• SET TASK: Rewrite the data below from its first line through the line containing "column 33, row 78", replacing "innermost point" with "most central point" everywhere and leaving everything else unchanged.

• GIVEN DATA:
=-=-=

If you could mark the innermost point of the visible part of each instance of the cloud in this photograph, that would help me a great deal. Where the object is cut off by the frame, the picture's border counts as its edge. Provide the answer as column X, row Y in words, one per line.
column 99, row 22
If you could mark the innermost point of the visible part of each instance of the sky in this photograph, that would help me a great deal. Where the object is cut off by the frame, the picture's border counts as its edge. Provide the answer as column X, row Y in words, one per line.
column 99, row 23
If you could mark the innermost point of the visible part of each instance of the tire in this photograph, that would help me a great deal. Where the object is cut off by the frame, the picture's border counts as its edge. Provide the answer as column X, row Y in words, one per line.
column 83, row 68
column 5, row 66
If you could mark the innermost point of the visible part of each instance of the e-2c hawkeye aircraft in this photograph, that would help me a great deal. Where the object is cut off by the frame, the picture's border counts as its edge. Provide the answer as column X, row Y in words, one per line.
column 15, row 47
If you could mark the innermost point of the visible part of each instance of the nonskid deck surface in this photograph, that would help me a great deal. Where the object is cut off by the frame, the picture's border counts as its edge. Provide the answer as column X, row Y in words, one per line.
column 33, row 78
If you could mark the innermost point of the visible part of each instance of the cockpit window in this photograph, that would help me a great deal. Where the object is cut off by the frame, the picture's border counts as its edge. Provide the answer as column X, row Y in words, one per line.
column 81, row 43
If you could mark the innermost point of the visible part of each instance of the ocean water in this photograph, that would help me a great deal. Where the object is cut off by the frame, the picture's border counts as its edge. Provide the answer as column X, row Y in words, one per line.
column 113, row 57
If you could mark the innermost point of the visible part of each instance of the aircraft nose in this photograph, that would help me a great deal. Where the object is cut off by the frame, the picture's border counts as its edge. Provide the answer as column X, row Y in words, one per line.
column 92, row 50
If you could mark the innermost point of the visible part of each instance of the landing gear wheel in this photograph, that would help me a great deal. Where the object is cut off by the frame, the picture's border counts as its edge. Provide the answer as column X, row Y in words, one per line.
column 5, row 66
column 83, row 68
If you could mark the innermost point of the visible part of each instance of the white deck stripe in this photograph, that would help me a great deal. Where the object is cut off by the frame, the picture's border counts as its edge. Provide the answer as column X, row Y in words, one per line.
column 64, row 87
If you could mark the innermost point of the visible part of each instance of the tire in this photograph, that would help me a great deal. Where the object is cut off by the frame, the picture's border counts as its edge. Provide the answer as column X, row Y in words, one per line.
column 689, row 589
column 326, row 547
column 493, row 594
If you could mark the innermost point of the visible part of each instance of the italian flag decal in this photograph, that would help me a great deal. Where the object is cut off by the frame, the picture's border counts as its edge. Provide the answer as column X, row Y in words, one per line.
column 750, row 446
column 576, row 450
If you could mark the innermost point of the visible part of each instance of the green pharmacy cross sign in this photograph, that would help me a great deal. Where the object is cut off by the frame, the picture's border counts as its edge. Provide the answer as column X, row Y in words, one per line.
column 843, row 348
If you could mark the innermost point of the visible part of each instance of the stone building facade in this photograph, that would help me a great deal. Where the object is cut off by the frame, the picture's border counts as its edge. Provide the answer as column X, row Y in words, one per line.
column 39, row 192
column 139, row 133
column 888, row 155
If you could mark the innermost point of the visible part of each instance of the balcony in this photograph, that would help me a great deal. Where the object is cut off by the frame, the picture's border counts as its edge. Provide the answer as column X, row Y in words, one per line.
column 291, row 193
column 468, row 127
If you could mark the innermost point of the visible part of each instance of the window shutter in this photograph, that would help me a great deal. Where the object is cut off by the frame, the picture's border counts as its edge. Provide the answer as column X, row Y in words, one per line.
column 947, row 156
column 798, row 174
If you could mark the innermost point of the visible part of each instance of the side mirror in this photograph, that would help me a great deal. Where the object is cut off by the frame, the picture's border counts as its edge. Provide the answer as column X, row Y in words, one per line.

=-=-=

• CORRECT ANSWER:
If you could mark the most central point of the visible part of each instance of the cloud in this photograph, that would help me a great deal. Where the object is cut off by the frame, the picture's border counts as its edge. Provide the answer as column X, row Y in words, one per line.
column 99, row 22
If you could mark the most central point of the visible part of each instance of the sky in this photograph, that would help me a great deal. Where the object is cut off by the frame, the picture's border counts as its edge. Provide the answer as column X, row Y in words, one per line.
column 99, row 23
If you could mark the most central point of the visible part of each instance of the tire in this photograph, that would help me a great deal. Where the object is cut off by the frame, the picture's border counts as its edge. Provide the answer as column X, row Y in words, one per line.
column 83, row 68
column 5, row 66
If you could mark the most central point of the visible part of each instance of the e-2c hawkeye aircraft in this photograph, that would help me a great deal. Where the object is cut off by the frame, the picture's border counts as its edge. Provide the answer as column X, row Y in words, one per line.
column 15, row 47
If you could mark the most central point of the visible part of each instance of the nonskid deck surface in this photograph, that would help me a great deal. Where the object is cut off by the frame, the picture's border counts as its edge. Provide the answer as column X, row Y in words, one per line.
column 33, row 78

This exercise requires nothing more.